## What you need to do
State the number of lines in the listing below that contain the string "road", treating uppercase and lowercase letters as distinct. Give the number only.

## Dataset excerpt

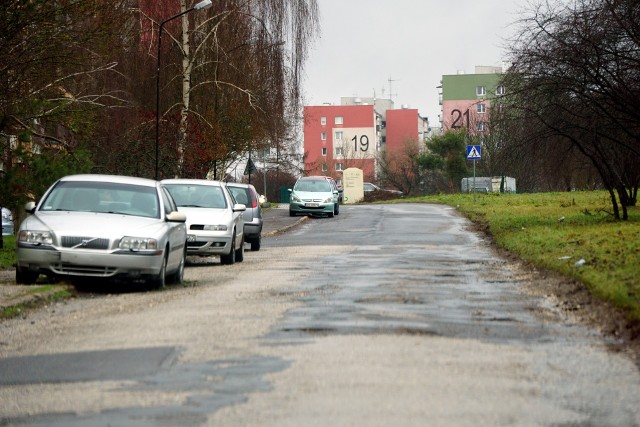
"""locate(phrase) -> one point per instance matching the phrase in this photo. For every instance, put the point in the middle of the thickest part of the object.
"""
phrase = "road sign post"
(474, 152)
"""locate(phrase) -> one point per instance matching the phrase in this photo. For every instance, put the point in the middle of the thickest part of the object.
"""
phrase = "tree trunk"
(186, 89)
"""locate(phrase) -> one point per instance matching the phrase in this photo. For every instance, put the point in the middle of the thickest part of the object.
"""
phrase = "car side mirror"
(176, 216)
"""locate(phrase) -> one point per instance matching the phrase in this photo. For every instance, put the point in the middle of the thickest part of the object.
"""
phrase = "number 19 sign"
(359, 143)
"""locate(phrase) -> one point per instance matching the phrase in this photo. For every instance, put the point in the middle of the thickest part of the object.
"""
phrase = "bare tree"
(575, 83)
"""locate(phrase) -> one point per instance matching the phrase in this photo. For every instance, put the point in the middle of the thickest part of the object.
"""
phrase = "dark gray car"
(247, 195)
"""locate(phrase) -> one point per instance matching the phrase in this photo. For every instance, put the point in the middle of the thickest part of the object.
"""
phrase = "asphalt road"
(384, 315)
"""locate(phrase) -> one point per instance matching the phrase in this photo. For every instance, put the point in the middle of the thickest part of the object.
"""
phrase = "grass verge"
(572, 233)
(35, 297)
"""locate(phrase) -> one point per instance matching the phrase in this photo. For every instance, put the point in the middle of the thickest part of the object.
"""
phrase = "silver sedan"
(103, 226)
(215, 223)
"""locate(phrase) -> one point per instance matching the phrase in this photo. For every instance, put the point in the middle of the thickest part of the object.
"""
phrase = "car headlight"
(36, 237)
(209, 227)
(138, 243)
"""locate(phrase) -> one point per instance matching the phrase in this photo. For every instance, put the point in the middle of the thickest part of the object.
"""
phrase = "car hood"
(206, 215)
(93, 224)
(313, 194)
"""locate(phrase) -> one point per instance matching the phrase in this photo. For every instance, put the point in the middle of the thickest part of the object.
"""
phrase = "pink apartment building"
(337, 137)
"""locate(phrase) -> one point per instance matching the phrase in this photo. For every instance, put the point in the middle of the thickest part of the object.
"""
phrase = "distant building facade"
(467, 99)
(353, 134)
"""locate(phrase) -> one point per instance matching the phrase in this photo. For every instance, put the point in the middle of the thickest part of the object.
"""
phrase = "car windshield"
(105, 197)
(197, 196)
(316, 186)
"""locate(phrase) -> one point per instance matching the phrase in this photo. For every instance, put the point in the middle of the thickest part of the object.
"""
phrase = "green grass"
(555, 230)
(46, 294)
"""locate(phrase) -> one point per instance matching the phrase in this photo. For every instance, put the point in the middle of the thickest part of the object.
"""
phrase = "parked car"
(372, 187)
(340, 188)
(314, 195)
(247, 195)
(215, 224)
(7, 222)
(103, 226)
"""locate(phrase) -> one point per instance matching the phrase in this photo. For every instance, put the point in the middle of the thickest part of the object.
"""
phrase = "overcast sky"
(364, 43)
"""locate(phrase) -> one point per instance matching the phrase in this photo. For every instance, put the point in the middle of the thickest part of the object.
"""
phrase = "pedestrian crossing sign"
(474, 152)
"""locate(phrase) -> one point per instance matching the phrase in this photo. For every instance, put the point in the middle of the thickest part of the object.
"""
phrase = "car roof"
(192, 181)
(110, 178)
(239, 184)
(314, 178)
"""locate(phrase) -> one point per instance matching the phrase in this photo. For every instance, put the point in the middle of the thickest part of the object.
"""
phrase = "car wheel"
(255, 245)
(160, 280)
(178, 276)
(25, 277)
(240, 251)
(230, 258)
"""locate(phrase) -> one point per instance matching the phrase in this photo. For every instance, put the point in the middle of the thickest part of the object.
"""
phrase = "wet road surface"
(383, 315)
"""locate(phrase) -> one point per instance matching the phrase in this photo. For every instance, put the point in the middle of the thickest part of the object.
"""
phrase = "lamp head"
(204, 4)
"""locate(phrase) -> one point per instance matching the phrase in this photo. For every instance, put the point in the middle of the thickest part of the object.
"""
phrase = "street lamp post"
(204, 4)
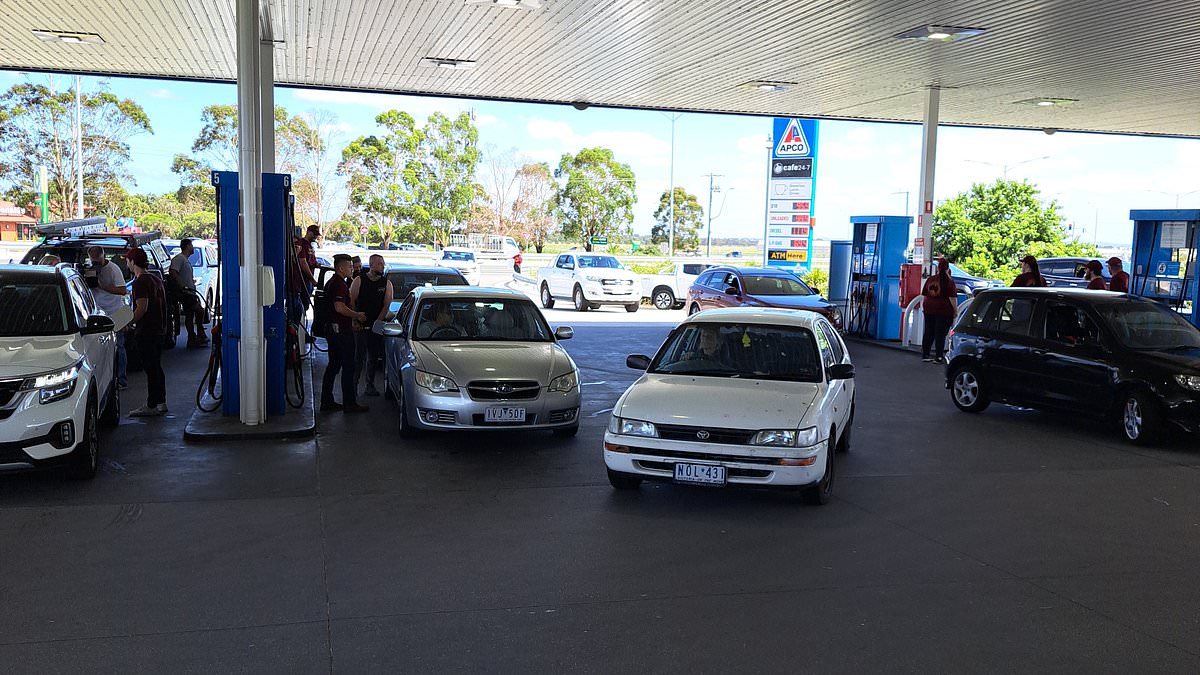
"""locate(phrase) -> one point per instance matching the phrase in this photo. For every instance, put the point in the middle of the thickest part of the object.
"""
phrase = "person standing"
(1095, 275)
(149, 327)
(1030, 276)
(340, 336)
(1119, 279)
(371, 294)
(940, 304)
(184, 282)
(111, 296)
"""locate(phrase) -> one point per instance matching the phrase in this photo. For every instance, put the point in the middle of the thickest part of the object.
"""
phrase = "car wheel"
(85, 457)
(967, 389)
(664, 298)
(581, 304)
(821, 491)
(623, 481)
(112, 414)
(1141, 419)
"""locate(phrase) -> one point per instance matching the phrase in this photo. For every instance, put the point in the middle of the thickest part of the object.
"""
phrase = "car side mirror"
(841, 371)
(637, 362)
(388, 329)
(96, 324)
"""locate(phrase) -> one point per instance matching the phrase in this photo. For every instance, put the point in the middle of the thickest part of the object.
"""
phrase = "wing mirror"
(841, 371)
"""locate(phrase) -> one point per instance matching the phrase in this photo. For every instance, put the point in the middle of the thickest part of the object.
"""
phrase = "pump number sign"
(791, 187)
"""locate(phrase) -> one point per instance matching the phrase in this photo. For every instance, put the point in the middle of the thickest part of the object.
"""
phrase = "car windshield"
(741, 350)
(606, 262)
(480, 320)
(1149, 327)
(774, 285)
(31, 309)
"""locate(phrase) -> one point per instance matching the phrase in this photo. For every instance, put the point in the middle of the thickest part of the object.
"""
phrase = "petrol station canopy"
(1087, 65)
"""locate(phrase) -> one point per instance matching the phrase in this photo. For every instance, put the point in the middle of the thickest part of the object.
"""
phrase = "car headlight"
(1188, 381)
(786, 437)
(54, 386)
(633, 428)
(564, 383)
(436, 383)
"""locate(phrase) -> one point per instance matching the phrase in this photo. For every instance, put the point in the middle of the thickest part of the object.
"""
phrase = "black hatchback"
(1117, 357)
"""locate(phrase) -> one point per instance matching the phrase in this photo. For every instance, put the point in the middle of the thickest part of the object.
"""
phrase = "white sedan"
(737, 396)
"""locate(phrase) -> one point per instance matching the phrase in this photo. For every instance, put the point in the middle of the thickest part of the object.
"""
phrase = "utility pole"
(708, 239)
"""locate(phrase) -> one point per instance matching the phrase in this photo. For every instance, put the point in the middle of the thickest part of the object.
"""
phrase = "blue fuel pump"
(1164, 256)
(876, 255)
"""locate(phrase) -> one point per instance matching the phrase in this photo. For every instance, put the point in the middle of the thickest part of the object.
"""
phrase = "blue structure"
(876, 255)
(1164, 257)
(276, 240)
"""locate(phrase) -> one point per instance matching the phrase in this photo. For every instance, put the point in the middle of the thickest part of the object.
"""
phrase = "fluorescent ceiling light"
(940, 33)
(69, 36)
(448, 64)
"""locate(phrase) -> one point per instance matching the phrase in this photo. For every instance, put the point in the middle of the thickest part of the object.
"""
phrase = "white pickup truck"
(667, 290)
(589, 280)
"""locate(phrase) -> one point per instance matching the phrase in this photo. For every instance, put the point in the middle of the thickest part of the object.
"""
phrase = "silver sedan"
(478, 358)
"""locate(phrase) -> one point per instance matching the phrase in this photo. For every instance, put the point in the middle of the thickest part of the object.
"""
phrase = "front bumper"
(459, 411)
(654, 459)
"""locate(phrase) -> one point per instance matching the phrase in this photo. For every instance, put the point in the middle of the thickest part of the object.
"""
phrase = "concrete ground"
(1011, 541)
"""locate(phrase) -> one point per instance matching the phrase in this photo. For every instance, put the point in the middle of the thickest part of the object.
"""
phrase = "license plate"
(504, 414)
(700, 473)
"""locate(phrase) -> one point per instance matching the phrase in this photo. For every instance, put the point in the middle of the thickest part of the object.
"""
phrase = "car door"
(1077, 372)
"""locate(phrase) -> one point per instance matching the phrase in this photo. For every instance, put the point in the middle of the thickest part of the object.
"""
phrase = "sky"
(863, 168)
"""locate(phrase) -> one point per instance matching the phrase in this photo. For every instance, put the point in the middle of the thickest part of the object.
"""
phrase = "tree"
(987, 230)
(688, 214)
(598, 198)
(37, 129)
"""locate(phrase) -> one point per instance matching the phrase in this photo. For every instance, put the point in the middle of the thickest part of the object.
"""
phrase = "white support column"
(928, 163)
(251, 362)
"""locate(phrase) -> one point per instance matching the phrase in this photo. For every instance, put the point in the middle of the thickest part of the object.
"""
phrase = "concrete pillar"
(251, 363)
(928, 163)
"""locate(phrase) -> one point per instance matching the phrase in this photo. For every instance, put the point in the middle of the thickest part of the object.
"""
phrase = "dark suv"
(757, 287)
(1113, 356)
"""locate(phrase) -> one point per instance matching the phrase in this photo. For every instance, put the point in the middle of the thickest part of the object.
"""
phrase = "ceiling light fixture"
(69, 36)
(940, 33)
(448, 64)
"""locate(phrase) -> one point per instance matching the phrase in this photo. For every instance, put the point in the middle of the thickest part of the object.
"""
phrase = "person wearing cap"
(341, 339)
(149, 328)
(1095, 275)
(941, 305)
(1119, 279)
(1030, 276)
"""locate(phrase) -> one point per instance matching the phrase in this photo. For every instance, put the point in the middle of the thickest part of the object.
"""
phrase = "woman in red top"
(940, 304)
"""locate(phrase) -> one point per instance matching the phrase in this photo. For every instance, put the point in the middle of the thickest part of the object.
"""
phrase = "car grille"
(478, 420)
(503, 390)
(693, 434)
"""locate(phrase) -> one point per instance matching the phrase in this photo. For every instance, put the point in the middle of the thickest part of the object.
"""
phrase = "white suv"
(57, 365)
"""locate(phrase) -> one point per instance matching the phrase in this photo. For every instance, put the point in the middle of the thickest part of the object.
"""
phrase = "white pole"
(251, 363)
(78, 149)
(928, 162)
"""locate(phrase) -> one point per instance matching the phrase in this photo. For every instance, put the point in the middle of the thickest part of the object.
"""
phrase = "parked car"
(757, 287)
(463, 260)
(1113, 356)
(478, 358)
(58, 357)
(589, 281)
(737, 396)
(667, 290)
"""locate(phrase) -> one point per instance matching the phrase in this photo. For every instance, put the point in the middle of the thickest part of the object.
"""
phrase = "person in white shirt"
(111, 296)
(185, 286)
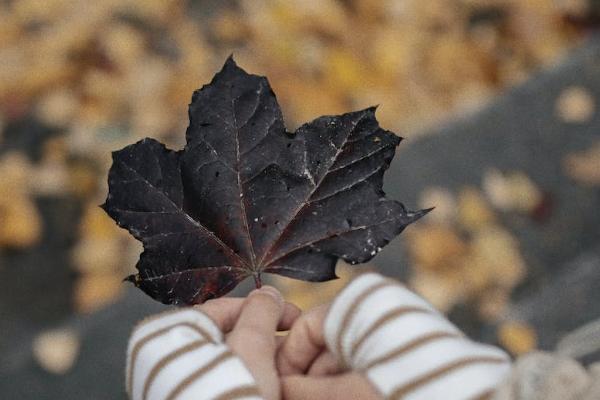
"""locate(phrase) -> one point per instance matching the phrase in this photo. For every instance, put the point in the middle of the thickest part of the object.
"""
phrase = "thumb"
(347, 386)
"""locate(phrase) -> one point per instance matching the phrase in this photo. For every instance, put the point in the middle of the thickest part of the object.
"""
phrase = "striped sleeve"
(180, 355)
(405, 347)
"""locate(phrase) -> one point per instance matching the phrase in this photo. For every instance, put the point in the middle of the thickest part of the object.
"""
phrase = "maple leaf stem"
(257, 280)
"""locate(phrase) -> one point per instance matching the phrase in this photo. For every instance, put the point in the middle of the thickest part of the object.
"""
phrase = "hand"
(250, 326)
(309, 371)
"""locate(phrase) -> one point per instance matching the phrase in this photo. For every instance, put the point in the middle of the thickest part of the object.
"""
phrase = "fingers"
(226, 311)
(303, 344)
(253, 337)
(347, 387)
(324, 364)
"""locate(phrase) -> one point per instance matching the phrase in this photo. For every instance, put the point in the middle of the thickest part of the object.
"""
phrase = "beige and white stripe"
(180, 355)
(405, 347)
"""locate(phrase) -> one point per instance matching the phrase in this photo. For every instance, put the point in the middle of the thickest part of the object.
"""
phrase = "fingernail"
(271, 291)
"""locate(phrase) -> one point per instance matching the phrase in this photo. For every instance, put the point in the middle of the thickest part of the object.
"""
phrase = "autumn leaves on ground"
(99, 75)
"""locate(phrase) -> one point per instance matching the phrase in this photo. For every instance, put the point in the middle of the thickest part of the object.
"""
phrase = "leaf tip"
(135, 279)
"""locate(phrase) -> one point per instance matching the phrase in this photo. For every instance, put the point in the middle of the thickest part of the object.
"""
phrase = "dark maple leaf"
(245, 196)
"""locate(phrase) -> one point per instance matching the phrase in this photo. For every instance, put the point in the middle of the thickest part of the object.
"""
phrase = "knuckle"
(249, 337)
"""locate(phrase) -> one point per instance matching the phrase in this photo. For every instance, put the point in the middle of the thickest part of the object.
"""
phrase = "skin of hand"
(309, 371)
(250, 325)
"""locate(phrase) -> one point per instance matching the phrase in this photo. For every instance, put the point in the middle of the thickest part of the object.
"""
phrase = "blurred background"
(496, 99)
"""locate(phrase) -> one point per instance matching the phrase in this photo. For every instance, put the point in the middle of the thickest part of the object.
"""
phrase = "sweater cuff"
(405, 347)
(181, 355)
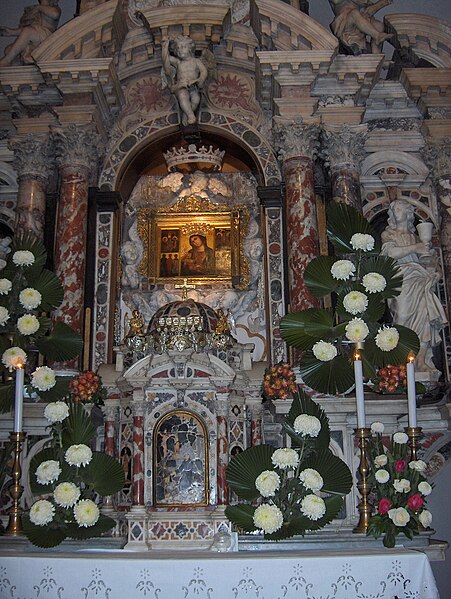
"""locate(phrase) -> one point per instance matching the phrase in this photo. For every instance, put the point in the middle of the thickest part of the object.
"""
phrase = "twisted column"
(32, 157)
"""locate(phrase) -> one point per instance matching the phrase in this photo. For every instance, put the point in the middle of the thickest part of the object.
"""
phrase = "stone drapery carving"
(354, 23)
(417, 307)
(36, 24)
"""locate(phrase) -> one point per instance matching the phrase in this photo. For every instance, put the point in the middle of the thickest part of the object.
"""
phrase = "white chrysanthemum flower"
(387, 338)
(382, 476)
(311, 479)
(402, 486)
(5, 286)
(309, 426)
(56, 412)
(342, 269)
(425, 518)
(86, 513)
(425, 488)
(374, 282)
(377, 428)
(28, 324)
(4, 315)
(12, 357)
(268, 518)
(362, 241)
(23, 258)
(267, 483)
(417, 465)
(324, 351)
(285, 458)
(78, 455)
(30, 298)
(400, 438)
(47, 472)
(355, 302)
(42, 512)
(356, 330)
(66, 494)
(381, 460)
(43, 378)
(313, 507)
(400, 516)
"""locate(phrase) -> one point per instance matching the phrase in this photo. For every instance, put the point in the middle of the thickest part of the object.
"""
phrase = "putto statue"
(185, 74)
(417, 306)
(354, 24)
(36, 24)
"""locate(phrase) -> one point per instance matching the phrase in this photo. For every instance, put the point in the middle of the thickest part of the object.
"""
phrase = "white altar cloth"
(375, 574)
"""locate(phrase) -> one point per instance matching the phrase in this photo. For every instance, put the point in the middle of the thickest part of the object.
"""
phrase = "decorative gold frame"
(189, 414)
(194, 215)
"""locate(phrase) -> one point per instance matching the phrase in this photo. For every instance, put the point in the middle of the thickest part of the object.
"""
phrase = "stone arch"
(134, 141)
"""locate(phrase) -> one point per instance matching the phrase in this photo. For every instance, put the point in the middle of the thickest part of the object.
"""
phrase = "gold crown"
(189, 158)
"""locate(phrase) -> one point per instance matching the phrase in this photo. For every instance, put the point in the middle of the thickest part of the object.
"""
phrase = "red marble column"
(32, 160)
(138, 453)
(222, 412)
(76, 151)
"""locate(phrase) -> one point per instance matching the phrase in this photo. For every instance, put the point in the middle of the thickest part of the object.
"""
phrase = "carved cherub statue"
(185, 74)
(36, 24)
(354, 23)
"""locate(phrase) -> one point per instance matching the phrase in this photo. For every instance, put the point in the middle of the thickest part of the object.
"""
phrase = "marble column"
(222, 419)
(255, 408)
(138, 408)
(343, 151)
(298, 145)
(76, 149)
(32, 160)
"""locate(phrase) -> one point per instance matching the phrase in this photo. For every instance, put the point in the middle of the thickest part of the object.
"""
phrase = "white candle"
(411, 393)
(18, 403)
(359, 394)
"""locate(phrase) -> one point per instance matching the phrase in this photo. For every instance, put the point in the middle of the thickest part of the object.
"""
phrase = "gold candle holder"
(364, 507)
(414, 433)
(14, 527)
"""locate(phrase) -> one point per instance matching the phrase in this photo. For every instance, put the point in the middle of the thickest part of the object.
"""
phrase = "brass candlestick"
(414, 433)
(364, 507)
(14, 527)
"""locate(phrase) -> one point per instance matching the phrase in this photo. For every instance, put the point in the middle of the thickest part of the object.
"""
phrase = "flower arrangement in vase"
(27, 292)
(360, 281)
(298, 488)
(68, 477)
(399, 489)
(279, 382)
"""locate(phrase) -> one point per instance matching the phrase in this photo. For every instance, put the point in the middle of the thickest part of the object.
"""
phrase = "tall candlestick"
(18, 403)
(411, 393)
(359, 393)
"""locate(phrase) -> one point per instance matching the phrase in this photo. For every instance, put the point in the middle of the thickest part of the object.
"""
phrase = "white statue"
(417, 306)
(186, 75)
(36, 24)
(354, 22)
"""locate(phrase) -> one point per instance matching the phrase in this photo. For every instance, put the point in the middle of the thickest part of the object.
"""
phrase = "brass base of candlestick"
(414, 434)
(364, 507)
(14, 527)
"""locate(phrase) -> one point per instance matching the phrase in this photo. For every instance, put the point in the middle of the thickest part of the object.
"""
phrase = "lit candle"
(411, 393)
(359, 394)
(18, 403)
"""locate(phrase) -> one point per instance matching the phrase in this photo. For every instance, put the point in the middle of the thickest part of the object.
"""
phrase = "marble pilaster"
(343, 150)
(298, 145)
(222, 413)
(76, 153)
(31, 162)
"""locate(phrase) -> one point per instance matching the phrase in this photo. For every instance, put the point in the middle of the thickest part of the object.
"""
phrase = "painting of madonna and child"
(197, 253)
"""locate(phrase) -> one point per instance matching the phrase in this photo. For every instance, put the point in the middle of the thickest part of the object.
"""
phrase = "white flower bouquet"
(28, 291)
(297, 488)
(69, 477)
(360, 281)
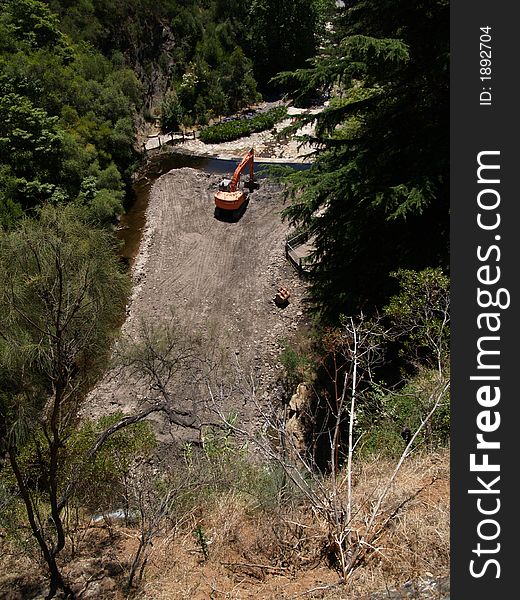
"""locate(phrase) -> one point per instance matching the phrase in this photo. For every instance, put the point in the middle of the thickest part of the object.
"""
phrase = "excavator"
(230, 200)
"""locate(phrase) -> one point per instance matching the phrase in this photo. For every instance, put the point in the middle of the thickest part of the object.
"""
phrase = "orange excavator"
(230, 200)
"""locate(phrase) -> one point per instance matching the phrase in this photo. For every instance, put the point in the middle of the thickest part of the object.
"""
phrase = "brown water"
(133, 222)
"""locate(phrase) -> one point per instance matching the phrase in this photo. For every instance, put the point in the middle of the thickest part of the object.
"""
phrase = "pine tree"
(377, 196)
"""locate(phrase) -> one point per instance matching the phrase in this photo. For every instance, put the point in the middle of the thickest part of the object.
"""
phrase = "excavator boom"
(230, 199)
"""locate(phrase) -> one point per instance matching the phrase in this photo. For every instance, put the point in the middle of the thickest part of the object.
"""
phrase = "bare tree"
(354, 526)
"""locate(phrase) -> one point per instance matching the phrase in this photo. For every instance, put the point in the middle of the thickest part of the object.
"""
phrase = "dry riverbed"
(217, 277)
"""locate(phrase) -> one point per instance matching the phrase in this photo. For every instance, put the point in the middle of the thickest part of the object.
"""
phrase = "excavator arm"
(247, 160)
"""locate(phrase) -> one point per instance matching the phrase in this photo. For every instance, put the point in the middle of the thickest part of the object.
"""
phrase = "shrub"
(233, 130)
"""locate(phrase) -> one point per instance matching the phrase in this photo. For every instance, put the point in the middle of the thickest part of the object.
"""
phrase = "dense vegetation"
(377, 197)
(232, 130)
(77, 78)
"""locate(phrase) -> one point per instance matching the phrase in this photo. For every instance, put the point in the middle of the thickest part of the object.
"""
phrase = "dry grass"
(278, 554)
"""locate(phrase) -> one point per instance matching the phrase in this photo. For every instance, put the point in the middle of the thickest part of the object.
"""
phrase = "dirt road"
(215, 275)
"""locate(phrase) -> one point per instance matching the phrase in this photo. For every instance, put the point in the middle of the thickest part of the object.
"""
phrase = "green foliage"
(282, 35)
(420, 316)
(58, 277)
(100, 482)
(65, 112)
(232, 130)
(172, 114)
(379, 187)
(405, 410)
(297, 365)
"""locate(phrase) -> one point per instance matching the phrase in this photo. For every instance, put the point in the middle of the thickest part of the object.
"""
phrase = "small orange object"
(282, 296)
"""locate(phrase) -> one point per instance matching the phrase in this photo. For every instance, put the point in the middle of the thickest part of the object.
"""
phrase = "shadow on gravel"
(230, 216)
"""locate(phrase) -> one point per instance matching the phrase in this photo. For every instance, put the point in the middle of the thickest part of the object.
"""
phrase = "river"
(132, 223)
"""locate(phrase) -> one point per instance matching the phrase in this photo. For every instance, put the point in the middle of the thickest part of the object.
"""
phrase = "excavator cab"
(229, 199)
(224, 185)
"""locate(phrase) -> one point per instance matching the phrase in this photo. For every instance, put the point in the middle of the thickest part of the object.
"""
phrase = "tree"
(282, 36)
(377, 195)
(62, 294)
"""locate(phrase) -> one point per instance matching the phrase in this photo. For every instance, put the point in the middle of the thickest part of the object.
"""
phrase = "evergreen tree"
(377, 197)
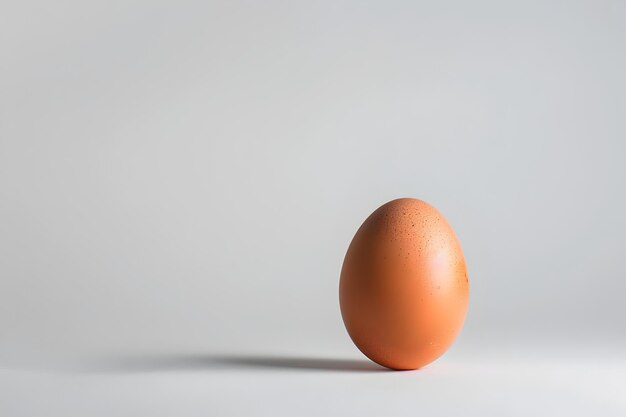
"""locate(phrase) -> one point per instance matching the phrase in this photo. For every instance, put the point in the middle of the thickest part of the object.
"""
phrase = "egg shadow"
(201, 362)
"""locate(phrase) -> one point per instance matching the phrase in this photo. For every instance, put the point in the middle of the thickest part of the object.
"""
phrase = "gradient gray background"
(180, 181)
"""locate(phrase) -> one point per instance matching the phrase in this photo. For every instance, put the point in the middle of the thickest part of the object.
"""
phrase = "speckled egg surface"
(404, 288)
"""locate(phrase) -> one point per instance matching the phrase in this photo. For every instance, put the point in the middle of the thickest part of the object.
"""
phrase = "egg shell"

## Solved problem
4